*Data excerpts*.

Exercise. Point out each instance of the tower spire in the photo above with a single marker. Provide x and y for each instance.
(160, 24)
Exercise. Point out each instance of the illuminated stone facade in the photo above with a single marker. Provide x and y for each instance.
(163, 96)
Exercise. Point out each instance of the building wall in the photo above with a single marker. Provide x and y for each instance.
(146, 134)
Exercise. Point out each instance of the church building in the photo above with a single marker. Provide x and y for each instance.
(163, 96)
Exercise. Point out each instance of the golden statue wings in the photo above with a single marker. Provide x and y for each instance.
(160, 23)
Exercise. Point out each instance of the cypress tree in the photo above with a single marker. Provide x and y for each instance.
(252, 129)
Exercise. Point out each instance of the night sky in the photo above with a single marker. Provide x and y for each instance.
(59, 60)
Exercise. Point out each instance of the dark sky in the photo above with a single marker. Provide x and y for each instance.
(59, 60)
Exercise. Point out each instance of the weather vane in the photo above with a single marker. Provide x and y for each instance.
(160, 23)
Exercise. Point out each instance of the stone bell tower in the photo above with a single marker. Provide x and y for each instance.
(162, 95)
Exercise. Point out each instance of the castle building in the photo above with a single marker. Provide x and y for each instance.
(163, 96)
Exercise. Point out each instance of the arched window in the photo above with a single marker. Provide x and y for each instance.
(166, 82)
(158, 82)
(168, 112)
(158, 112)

*Task to complete*. Copy out every line above in full, offsetting each x and y coordinate by 88.

*Response for this exercise*.
Exercise. Point out each instance of the tower spire in the photo above with a single marker. Provide x and y for each instance.
(248, 112)
Exercise. Point out each instance of the illuminated stone facade in the photo above with a single marker. Provide x and y for each instance.
(251, 184)
Exercise. Point out each instance of the building wall in the photo above with a single marker. Provide x and y for each instance.
(234, 222)
Exercise. Point out each instance of the church building in the photo above with a single marker. Provide x and y for each instance.
(251, 184)
Exercise. Point out each instance of the golden statue wings in the photo above with a single marker. Provide x and y for each instance.
(248, 111)
Exercise. Point out each instance of the cypress tree in the photo above with a single marker. Provide x and y for each instance.
(340, 217)
Exercise. Point out each instance of the night sky in the photo above with a single marker. Provide x and y for each instance.
(147, 148)
Exercise. Point out each instance of the dark sky in the photo above with a single marker. Provide x and y for each instance.
(147, 148)
Exercise. Point out each instance of the weather vane in the photo above with a single marker. Provide x and y for each instance.
(248, 111)
Exercise. Point out each instance of the stone bell tower in the photo above with a single marker. Provide x and y for each instance.
(250, 183)
Exercise. Point out each instance of the castle building in the photo above with a single marker. Provide x and y for each instance.
(251, 184)
Exercise. Point out each instance of the arched window in the photo above with a single marker. Provide x and y for each instance.
(254, 170)
(246, 170)
(256, 200)
(246, 200)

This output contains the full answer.